** Problem description **
Can you write out the lucid dreaming thread word for word, from "Ok I am new" to "in outer space."?

-- BEGIN Document text --

Now that's a really useful ability...

The first only powers I had access to are flying and telekinesis. And smashing a window without hurting myself  :tongue2:

----------


## LoverbeanS

> Now that's a really useful ability...
> 
> The first only powers I had access to are flying and telekinesis. And smashing a window without hurting myself




I don't think I'e ever done telekenisis.  It would be fun, and useful in  a nightmare.

----------


## Yume.no.ato

I haven't done much yet, 
But I found summoning people was easy for me. 
I was able to make my friends appear through scenarios easily.

----------


## Mercen_505

In my LDs the first ability I managed to control was summoning DCs. I'll be working on teleporting and flying next.

Oddly, In the last few years I have developed a _very useful_ non lucid ability that I employ whenever the need arises: I can cut anything in half just by holding my arm out and slashing like a sword. Whatever is in front of it gets diced. I guess all those games I've been playing have finally started to seep into my dreams   U_U

----------


## oniman7

> lol, same here. It's easy for me. In some dreams, I've done it without thinking. I jump up about 80 feet, hit the ground, and bounce. It's fun, even though I have a fear of heights in real life.



Let's add some stuff to this list, now that I've had more lucids.

Summoning people.
Making them do things (very.... useful)
Creating guns (always guns for some reason)
Making things explode (I tried it twice in one lucid. The first time it failed when I tried to blow up a car. Then I imagined a fire growing on the inside and snapped my fingers, and flames shot out the window. Pretty fun)
Using doors to teleport (find a closed door, imagine what's on the other side, and open it.)

----------


## Greed

I can do everything perfectly to an art except flying its imposable for me iv tried but i crash down. Everything i have ever tried iv done except flying.

----------


## Lucid fanatic

:smiley:  cool, has anyone evr tried to string a dreams together based on one scenario? And maybe like log it in the dream as to communicate to your subconscience? I've so much  want to try!  ::D:

----------


## Lord_Kyvan

Ok I am new here, but not new to the Lucid Dreaming Techniques. In which I have been doing for quite a long time. Here are some of the powers that I've done and/or conquered during the years.
First you have to know that you're in a dream:
*One* is I bite my finger. If you feel no pain even if you bite hard enough to rip the finger, chances are you're in a dream.
*Second* is to look at a sign any sign read it, look away, and look at it again. I guarantee you the sign will always change.

Powers that I done and tried: 
Flying(done this numberous of times)in both around the world and in outer space. 
Visited distant plants and galaxies. 
Transformed myself into a bird most perferribly an eagle while flying. 
I have time travel both to the past and future. 
Walked through solid objects. 
Breathe underwater. 
Flew all kinds of aircrafts. 
Shape shifting.

-- END Document text --
-- BEGIN Dataset excerpts --

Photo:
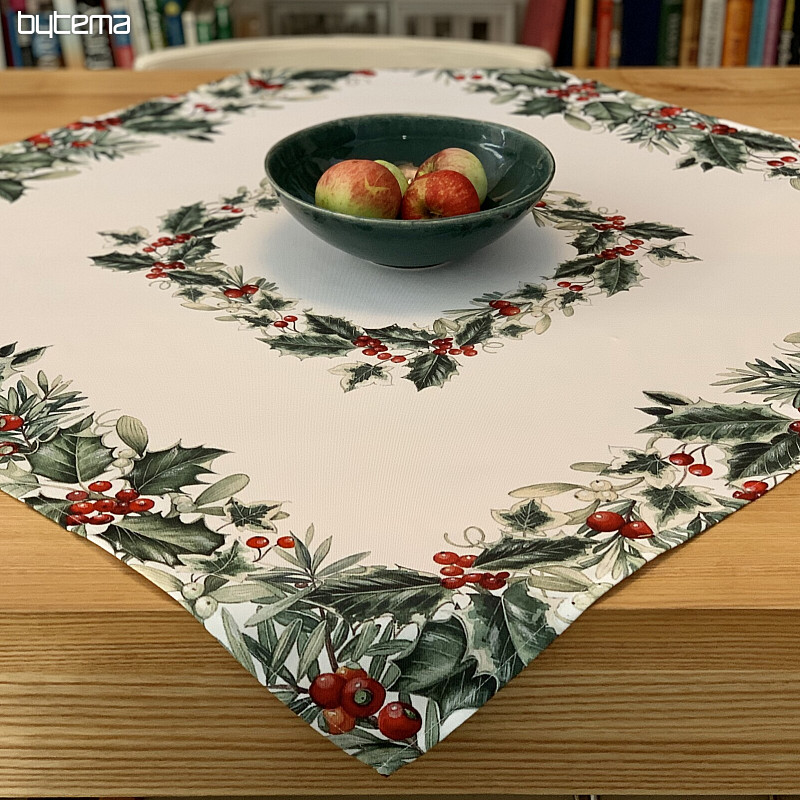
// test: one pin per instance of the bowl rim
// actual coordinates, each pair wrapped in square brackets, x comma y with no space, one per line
[408,223]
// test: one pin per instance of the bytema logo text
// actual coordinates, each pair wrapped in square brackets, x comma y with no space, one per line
[79,24]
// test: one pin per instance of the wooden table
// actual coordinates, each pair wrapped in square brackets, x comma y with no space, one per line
[686,679]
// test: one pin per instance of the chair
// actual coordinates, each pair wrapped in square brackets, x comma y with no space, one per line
[344,52]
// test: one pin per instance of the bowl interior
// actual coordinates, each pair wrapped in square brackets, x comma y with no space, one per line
[516,164]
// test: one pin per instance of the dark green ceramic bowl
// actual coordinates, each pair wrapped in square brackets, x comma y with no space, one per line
[519,169]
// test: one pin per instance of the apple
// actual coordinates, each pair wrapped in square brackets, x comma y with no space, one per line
[459,160]
[397,172]
[444,193]
[360,188]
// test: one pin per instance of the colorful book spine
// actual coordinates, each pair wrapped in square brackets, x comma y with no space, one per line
[773,33]
[582,42]
[640,20]
[690,32]
[542,26]
[787,35]
[737,33]
[604,25]
[712,32]
[669,33]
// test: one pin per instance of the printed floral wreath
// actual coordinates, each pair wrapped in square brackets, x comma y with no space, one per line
[609,260]
[702,140]
[198,115]
[410,647]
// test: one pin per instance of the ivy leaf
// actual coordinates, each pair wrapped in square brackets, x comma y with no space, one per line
[123,262]
[512,554]
[476,330]
[309,345]
[71,457]
[719,150]
[172,469]
[335,326]
[401,337]
[710,422]
[669,501]
[431,370]
[618,275]
[359,373]
[156,538]
[542,106]
[764,458]
[401,592]
[654,230]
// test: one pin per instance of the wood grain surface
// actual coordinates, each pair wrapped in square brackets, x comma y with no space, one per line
[686,679]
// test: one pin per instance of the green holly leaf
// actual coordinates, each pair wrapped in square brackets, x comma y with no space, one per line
[398,336]
[712,422]
[255,517]
[476,330]
[233,563]
[155,538]
[310,345]
[542,107]
[358,374]
[401,592]
[618,275]
[11,190]
[764,458]
[513,554]
[431,370]
[335,326]
[584,265]
[172,469]
[669,501]
[71,457]
[717,150]
[123,262]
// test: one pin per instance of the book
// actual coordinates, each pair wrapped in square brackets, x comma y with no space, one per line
[712,32]
[758,33]
[564,55]
[542,25]
[690,32]
[787,35]
[774,17]
[737,33]
[640,19]
[604,26]
[669,33]
[582,40]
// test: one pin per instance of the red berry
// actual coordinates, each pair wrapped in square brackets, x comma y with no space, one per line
[700,469]
[339,721]
[636,530]
[326,688]
[362,696]
[605,521]
[10,422]
[399,721]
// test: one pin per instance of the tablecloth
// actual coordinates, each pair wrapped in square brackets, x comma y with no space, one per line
[385,492]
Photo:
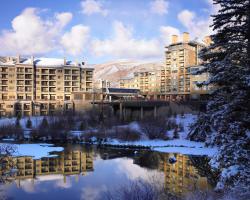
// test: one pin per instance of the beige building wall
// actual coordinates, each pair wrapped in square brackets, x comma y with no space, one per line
[176,78]
[41,87]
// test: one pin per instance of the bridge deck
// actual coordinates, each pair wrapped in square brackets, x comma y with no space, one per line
[135,103]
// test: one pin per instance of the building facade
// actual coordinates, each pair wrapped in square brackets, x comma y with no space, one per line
[148,82]
[41,86]
[177,80]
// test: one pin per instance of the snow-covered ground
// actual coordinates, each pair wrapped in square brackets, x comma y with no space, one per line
[181,145]
[36,151]
[170,146]
[36,121]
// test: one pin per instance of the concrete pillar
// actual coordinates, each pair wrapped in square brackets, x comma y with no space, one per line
[124,114]
[120,111]
[141,112]
[155,111]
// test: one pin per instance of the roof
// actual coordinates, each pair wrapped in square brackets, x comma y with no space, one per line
[121,90]
[48,62]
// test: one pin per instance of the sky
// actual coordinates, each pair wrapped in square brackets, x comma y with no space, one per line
[97,31]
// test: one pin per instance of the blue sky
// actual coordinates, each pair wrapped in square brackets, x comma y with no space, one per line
[99,30]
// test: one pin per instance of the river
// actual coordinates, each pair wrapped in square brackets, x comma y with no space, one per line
[88,172]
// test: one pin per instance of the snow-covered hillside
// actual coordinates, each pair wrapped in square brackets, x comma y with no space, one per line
[116,70]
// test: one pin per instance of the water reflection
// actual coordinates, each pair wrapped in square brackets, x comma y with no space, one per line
[85,173]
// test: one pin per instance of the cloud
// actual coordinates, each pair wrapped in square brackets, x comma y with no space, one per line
[30,34]
[74,41]
[167,32]
[195,26]
[122,44]
[90,7]
[159,7]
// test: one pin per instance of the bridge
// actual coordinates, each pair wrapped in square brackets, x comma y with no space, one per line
[131,108]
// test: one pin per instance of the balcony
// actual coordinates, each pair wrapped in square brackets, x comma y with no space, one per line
[52,90]
[45,71]
[45,83]
[28,70]
[20,70]
[52,77]
[45,77]
[52,71]
[28,76]
[67,71]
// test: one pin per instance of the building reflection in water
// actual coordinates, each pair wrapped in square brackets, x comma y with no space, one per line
[182,177]
[67,163]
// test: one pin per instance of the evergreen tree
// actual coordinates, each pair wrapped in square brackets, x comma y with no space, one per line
[29,123]
[17,123]
[227,118]
[44,124]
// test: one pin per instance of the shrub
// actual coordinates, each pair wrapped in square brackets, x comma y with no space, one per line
[154,129]
[29,123]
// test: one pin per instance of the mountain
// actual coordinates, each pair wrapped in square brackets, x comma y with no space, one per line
[116,70]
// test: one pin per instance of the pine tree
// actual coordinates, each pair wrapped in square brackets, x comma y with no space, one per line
[227,118]
[29,123]
[44,124]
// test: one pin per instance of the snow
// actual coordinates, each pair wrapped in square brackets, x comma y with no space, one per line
[188,151]
[171,146]
[35,150]
[36,120]
[186,121]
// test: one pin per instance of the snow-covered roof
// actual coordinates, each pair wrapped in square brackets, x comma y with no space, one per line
[47,62]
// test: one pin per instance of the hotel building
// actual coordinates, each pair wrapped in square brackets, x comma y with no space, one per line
[182,58]
[43,86]
[147,81]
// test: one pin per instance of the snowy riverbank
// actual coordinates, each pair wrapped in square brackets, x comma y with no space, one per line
[36,151]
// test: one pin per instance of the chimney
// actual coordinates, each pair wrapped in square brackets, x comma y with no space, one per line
[207,40]
[18,58]
[32,60]
[174,39]
[185,36]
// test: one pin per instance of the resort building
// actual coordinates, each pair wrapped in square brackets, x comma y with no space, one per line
[148,82]
[42,86]
[67,163]
[182,58]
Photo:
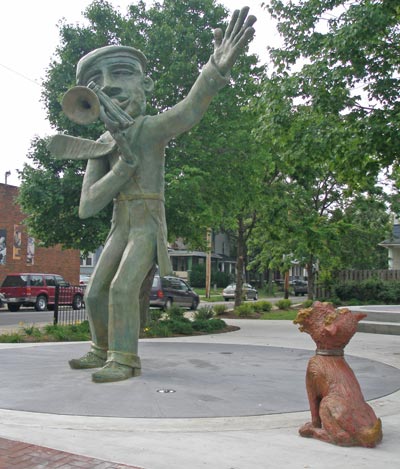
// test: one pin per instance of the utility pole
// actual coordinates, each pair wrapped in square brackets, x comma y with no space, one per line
[6,174]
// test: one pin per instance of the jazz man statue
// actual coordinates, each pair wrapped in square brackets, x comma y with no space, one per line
[126,166]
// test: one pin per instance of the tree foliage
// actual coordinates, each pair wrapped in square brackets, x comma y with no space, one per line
[177,38]
[341,57]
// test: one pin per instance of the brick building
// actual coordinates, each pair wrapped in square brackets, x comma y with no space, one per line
[20,253]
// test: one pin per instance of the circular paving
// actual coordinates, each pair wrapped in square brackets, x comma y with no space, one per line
[179,380]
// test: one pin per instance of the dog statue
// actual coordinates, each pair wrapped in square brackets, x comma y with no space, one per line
[339,412]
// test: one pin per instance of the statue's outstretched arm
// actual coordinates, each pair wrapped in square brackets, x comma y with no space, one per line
[215,74]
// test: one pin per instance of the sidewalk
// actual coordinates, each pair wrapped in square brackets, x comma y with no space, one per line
[260,441]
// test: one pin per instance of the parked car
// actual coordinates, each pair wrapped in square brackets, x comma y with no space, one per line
[168,291]
[38,290]
[84,279]
[249,292]
[300,287]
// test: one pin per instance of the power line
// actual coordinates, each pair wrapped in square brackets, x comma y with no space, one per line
[20,74]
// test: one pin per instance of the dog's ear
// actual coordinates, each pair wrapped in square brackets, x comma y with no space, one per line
[360,316]
[332,329]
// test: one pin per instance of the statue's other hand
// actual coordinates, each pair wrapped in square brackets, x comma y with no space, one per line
[114,118]
[239,33]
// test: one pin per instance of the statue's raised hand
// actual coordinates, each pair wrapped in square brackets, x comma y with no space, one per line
[239,33]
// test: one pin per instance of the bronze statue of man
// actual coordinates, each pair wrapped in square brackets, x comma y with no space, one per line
[126,166]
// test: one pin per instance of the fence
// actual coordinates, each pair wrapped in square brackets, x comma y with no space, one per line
[345,276]
[69,306]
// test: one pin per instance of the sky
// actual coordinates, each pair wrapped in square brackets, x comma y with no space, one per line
[28,38]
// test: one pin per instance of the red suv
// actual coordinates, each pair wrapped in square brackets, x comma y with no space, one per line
[38,290]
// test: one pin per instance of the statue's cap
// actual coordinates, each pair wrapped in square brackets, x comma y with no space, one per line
[89,59]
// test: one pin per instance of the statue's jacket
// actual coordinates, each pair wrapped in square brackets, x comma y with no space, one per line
[138,184]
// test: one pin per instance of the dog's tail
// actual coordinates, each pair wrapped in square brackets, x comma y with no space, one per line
[371,436]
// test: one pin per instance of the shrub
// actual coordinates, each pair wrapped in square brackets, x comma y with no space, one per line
[284,304]
[205,312]
[204,325]
[11,338]
[220,309]
[175,312]
[307,303]
[264,306]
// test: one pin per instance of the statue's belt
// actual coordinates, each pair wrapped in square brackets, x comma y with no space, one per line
[144,196]
[330,352]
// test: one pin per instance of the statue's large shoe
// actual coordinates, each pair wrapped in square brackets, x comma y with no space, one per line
[113,371]
[90,360]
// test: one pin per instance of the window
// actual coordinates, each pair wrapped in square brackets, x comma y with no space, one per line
[50,281]
[15,281]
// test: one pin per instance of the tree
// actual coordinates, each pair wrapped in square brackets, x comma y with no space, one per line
[341,57]
[329,140]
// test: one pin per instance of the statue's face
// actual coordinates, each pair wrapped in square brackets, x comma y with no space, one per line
[122,79]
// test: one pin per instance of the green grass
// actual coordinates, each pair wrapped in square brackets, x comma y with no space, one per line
[288,315]
[212,299]
[50,333]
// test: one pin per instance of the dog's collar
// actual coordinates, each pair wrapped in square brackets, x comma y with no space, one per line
[339,352]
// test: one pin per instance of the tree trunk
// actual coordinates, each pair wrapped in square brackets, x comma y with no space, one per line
[286,285]
[240,263]
[310,275]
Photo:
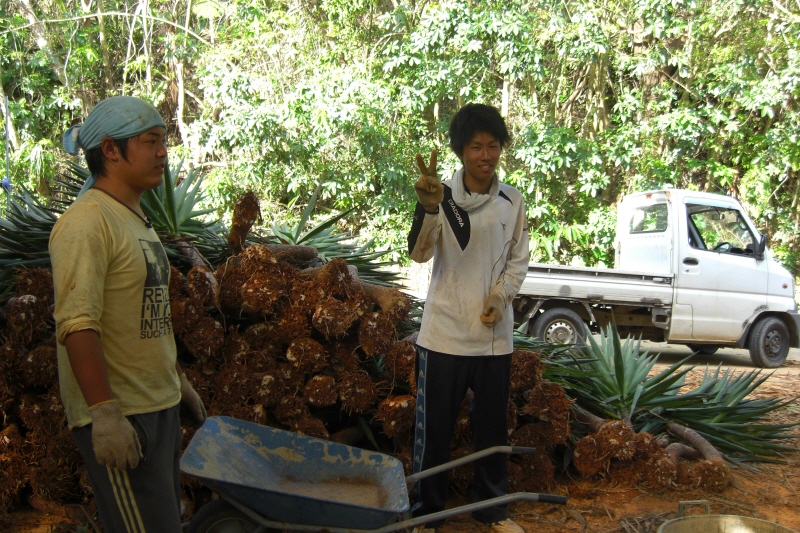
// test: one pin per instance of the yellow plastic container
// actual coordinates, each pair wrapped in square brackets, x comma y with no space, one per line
[709,523]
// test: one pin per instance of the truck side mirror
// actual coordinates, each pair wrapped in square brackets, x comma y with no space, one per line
[761,248]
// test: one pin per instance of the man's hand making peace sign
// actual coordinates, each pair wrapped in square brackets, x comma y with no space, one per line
[430,191]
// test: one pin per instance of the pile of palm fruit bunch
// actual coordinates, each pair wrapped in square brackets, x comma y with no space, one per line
[300,329]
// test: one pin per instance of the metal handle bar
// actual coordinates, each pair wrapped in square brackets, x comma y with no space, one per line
[468,459]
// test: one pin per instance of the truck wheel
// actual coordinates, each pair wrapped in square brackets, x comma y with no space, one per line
[219,516]
[769,343]
[560,326]
[705,349]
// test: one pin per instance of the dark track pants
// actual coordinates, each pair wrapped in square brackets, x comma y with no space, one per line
[146,498]
[442,382]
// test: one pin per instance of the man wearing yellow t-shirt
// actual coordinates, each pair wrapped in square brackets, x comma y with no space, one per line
[120,381]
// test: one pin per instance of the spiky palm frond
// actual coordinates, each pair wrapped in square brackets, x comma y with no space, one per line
[615,382]
[24,238]
[330,243]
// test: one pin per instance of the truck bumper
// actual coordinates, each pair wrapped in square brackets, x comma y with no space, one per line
[794,315]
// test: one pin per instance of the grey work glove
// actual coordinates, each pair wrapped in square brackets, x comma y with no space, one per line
[429,189]
[493,309]
[114,440]
[191,401]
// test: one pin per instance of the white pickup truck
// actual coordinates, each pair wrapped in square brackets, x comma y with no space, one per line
[690,268]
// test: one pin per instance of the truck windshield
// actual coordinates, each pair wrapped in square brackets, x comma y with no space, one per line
[719,229]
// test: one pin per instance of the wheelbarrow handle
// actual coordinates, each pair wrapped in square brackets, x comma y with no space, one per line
[467,459]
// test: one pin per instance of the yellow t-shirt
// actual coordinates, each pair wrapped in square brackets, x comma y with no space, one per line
[111,275]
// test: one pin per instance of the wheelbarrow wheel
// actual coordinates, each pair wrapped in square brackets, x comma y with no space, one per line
[219,516]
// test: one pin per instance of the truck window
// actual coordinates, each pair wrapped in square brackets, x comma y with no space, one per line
[719,229]
[650,219]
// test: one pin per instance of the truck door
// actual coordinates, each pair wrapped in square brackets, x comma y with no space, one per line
[716,272]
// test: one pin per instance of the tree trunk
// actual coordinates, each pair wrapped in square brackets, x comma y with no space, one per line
[12,133]
[42,41]
[107,80]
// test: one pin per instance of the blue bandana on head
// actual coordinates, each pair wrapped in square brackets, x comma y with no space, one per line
[119,117]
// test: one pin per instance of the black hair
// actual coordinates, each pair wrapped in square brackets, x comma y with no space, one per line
[476,118]
[97,162]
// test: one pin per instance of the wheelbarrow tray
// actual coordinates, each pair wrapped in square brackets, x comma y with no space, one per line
[289,477]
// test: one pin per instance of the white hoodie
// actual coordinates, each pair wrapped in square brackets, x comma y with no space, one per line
[479,245]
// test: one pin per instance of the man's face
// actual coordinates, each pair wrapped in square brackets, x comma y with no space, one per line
[147,157]
[480,157]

-- END Dataset excerpts --

** Exercise output **
Ok I am new here, but not new to the Lucid Dreaming Techniques. In which I have been doing for quite a long time. Here are some of the powers that I've done and/or conquered during the years.
First you have to know that you're in a dream:
*One* is I bite my finger. If you feel no pain even if you bite hard enough to rip the finger, chances are you're in a dream.
*Second* is to look at a sign any sign read it, look away, and look at it again. I guarantee you the sign will always change.

Powers that I done and tried: 
Flying(done this numberous of times)in both around the world and in outer space.